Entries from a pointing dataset
============================================================
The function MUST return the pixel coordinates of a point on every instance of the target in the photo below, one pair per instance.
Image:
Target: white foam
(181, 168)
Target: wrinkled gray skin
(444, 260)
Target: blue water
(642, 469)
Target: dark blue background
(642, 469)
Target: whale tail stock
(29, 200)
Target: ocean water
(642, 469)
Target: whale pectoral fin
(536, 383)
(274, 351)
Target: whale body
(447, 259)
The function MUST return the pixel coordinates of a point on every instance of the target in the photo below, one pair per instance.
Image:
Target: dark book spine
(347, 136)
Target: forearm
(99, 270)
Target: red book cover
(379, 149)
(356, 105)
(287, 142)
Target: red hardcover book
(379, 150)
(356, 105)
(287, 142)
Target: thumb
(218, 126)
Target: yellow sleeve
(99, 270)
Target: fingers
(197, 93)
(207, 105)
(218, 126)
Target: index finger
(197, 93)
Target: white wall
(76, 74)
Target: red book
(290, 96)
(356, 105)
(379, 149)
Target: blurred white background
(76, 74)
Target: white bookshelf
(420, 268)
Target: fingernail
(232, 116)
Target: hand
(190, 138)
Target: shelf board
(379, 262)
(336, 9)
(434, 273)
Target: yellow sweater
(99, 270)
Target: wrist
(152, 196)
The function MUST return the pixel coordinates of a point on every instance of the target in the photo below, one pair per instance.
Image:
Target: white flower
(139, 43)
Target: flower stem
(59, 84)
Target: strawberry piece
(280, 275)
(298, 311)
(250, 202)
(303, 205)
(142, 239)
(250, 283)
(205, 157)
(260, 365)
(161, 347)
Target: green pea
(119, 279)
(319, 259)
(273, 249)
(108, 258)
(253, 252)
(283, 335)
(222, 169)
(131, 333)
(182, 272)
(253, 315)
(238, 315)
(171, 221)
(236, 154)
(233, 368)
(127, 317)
============================================================
Aim
Copy out the whole listing above, word for word and character for character.

Exercise response
The function MUST return the pixel coordinates of a point on every instance of the target in the photo below, one pair per instance.
Image:
Target: white foam
(181, 168)
Target: wrinkled gray skin
(444, 260)
Target: blue water
(642, 469)
Target: dark blue background
(642, 469)
Target: whale tail stock
(29, 200)
Target: ocean water
(642, 469)
Target: whale pectoral fin
(536, 383)
(274, 351)
Target: whale body
(447, 259)
The function MUST return the pixel coordinates of a point on every instance of the target in the photo below, one pair per instance.
Image:
Target: dark book spine
(347, 136)
Target: forearm
(99, 270)
Target: red book cover
(379, 149)
(356, 105)
(287, 142)
Target: red hardcover book
(379, 150)
(356, 105)
(287, 142)
Target: thumb
(218, 126)
Target: yellow sleeve
(99, 270)
Target: fingers
(197, 93)
(207, 105)
(218, 126)
Target: index finger
(197, 93)
Target: white wall
(76, 74)
Target: red book
(290, 96)
(356, 105)
(379, 149)
Target: blurred white background
(76, 74)
Target: white bookshelf
(420, 268)
Target: fingernail
(232, 116)
Target: hand
(190, 138)
Target: shelf board
(379, 262)
(336, 9)
(434, 273)
Target: yellow sweater
(99, 270)
Target: wrist
(152, 196)
The function MUST return the pixel coordinates of a point on every instance of the target in the photo below, one pair per instance.
Image:
Target: white flower
(139, 43)
Target: flower stem
(59, 84)
Target: strawberry piece
(280, 275)
(298, 311)
(250, 202)
(303, 205)
(142, 239)
(250, 283)
(205, 157)
(260, 365)
(161, 347)
Target: green pea
(119, 279)
(319, 259)
(273, 249)
(108, 258)
(253, 252)
(283, 335)
(222, 169)
(131, 333)
(182, 272)
(253, 315)
(238, 315)
(171, 221)
(236, 154)
(233, 368)
(127, 317)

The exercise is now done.